───── Extracted information

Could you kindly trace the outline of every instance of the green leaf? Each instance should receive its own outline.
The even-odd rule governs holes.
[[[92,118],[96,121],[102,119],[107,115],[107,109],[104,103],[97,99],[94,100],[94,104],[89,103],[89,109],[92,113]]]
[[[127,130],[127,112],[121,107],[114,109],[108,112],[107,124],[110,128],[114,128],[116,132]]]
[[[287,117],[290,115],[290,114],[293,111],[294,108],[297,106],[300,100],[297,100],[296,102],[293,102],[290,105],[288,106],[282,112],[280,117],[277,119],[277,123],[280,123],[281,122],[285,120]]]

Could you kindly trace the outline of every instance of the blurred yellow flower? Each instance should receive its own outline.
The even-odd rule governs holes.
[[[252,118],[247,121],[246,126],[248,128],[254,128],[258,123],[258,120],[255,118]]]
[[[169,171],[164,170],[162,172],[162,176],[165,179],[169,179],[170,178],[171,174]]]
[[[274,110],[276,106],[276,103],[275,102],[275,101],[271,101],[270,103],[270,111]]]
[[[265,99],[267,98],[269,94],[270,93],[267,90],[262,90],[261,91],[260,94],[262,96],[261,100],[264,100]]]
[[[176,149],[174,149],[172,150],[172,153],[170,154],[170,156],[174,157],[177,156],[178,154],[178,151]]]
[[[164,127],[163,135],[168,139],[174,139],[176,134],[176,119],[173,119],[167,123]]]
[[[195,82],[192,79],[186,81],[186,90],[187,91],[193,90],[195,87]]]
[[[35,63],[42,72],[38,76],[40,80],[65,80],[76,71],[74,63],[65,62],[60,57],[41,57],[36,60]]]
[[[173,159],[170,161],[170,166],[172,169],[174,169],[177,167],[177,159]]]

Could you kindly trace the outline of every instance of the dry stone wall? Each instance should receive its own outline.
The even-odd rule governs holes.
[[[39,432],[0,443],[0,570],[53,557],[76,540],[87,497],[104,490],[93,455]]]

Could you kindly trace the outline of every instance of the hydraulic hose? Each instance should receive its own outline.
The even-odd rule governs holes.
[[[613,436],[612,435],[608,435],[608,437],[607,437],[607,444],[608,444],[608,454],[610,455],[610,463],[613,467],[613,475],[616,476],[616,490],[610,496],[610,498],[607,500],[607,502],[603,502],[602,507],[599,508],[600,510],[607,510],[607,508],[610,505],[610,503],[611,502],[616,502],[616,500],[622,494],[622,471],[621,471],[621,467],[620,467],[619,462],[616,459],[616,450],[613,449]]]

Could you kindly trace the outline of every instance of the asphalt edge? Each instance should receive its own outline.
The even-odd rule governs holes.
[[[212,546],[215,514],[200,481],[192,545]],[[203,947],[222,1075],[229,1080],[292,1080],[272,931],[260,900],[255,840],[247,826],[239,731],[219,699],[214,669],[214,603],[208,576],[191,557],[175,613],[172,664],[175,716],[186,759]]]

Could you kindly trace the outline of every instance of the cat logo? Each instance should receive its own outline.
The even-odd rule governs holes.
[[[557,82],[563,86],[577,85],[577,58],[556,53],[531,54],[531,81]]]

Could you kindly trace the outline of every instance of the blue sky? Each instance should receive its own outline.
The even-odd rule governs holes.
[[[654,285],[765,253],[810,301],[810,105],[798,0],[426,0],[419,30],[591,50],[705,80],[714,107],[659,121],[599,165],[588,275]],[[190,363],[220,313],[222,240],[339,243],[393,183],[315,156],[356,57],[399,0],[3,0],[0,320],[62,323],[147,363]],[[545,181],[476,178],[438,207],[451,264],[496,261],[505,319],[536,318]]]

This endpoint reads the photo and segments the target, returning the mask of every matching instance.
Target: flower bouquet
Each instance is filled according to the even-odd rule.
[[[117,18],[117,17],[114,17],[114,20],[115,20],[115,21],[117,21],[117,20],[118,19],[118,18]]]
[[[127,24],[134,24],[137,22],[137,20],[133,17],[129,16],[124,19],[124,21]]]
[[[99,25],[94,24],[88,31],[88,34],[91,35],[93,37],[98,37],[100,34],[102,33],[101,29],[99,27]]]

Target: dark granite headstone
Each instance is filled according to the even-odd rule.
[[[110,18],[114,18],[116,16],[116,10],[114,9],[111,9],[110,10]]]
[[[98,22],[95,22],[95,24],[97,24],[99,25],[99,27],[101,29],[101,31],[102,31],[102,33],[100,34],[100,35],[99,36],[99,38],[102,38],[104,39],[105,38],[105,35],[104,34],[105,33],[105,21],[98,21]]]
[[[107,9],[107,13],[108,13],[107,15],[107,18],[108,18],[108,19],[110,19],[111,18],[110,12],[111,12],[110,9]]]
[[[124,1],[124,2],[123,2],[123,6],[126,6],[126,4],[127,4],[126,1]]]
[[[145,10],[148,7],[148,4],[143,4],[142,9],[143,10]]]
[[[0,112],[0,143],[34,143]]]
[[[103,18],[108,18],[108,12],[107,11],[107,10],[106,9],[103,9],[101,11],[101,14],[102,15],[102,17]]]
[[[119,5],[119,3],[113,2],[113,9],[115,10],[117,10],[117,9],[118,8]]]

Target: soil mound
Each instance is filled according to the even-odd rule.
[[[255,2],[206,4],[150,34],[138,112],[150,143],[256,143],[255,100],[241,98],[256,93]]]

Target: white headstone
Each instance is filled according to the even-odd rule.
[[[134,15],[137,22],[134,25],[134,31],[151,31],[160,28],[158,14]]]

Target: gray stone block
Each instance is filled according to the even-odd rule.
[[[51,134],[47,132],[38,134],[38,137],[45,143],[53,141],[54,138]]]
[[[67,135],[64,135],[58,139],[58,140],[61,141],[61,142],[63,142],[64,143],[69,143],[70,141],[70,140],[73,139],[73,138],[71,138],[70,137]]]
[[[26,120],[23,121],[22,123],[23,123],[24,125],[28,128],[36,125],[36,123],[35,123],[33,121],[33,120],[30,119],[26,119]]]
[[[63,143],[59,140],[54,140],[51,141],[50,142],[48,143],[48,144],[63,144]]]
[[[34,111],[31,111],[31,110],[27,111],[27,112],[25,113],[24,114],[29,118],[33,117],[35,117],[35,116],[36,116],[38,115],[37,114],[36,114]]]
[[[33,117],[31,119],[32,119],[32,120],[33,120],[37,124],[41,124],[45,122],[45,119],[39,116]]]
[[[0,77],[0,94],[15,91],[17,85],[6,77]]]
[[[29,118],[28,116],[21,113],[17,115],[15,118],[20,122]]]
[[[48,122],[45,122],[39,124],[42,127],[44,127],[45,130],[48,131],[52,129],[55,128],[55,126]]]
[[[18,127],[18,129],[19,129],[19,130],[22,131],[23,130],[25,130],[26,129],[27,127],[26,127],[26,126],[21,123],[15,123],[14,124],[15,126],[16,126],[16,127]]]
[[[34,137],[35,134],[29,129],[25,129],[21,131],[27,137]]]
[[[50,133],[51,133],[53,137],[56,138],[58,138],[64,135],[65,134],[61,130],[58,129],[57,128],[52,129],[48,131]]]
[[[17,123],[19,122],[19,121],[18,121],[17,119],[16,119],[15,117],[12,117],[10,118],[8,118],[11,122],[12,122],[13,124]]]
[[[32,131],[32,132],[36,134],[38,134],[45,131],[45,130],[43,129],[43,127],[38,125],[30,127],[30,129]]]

──────────

--- Stated task ---
Collect every line in the material above that contains the string "headstone". Case counts.

--- Response to this exercise ---
Target: dark granite headstone
Target: white headstone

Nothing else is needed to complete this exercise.